### Task objective:
What you give must be exactly the lines of the material from the first through the line that contains "box: [99, 31, 104, 39]", inclusive, and no others.

═══ Information given

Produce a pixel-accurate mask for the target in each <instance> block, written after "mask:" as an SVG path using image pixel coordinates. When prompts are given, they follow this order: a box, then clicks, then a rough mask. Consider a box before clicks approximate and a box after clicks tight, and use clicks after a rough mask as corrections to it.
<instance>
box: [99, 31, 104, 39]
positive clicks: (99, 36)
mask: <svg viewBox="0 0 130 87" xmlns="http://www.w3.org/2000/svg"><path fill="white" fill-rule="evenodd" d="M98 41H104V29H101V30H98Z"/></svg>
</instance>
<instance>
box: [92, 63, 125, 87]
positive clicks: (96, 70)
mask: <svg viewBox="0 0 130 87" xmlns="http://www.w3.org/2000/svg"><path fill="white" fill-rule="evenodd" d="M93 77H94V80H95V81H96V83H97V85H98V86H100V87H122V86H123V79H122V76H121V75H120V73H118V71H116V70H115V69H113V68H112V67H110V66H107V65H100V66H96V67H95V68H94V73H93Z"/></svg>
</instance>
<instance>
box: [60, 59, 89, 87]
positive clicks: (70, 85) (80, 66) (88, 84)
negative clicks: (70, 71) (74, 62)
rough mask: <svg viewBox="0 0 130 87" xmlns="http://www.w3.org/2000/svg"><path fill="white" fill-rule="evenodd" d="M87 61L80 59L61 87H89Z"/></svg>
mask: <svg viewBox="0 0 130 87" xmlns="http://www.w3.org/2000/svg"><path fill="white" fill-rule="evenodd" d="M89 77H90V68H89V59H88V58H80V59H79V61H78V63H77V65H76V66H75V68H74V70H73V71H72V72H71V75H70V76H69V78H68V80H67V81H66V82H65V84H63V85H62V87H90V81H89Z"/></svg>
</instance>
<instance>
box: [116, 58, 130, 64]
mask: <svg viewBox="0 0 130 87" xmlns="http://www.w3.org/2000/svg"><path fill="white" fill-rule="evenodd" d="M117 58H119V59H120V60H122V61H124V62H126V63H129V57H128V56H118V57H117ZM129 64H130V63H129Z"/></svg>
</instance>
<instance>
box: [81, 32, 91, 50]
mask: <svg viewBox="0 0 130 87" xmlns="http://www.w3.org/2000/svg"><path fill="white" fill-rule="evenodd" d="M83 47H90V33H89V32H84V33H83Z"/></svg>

══════

### Result for this task:
Produce a pixel-accurate mask for the target in each <instance> block, written after "mask:" as an SVG path using image pixel coordinates. When prompts are given, they follow this order: a box, then clicks, then a rough mask. Consider a box before clicks approximate and a box after clicks tight, and use clicks after a rough mask as corrections to it.
<instance>
box: [99, 31, 104, 39]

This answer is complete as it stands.